| WHAT YOU HAVE TO DO |
Reproduce verbatim the lines of the listing below, starting with the line that contains "the green grape" and running through the end of the listing, both ends included.

Portion of a data file
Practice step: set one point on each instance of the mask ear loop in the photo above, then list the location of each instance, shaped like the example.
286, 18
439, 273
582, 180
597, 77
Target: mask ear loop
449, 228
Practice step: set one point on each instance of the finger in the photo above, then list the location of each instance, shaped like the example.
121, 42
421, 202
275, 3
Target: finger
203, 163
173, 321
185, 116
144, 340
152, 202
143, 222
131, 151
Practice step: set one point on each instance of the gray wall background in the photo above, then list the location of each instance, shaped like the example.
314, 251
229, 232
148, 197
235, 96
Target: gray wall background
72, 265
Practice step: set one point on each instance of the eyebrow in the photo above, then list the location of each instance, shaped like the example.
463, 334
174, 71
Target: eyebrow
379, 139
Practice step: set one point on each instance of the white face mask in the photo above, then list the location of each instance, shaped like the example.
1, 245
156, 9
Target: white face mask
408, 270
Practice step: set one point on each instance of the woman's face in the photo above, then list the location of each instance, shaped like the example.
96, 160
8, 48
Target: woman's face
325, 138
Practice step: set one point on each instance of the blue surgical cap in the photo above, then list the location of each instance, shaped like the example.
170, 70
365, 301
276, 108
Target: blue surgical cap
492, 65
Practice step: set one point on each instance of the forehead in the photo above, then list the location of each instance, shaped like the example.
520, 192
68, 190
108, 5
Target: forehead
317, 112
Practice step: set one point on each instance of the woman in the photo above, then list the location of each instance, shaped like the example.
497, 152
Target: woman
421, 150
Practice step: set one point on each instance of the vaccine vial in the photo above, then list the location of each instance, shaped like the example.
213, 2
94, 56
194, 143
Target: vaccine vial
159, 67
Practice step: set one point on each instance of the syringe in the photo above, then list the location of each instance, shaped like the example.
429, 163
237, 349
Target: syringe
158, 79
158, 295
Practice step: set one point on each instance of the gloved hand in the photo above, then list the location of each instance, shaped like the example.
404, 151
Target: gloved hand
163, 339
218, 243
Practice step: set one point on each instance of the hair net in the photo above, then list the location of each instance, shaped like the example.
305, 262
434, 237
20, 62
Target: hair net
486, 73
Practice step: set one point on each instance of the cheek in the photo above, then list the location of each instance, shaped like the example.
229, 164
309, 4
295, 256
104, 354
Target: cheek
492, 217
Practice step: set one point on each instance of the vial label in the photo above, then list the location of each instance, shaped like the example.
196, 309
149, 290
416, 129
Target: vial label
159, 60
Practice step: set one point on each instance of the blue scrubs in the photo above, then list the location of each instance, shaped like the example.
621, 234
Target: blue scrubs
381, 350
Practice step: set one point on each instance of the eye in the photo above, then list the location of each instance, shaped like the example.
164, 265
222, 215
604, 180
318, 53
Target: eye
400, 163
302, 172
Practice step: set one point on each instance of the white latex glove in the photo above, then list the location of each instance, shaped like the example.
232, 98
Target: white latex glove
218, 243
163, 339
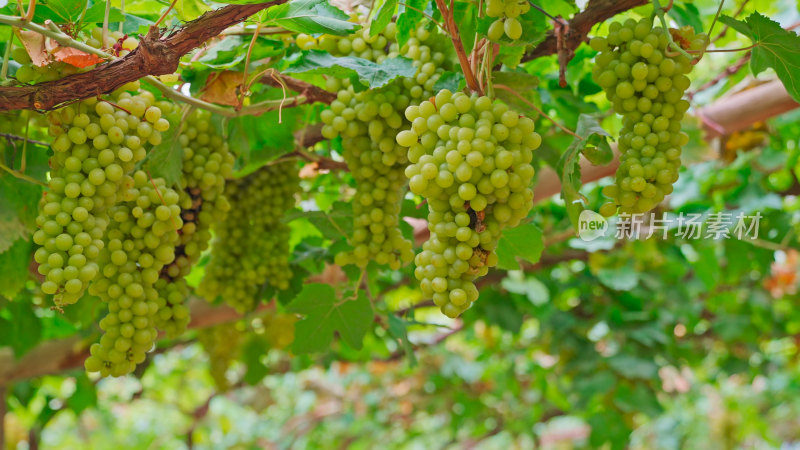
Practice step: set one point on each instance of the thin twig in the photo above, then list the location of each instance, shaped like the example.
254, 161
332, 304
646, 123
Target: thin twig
455, 37
716, 16
163, 16
541, 10
6, 58
529, 103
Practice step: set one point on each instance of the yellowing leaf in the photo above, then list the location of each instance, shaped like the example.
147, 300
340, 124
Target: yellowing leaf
221, 88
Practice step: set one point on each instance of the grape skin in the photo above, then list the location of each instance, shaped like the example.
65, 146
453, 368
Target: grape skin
252, 244
138, 244
474, 169
368, 123
506, 12
87, 178
646, 85
207, 163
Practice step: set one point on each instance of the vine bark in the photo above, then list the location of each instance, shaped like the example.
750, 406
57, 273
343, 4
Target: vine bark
158, 53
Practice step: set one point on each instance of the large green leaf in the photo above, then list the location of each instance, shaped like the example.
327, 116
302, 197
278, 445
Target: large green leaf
327, 314
361, 71
773, 47
14, 263
311, 16
524, 241
166, 159
336, 223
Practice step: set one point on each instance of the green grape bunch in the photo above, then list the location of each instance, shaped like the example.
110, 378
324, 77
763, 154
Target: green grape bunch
221, 344
251, 247
506, 12
207, 163
471, 160
140, 240
368, 122
359, 44
96, 143
645, 79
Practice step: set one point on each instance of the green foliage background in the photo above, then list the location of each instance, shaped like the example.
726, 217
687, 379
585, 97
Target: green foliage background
657, 343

| EXERCISE OUTPUT |
Practice step: set one point on each instance of the green grape bunch in the photo above, then list the location of each instance, shaped like the example.
110, 378
324, 77
763, 154
Target: green grape bunch
221, 344
251, 247
506, 12
207, 163
471, 160
140, 240
368, 122
359, 44
96, 143
645, 79
Practice step: set one point on each instance of the green foliage background in the photo above, then list the location of each instance, shaped like the example.
726, 217
687, 379
585, 97
Target: green foliage background
657, 343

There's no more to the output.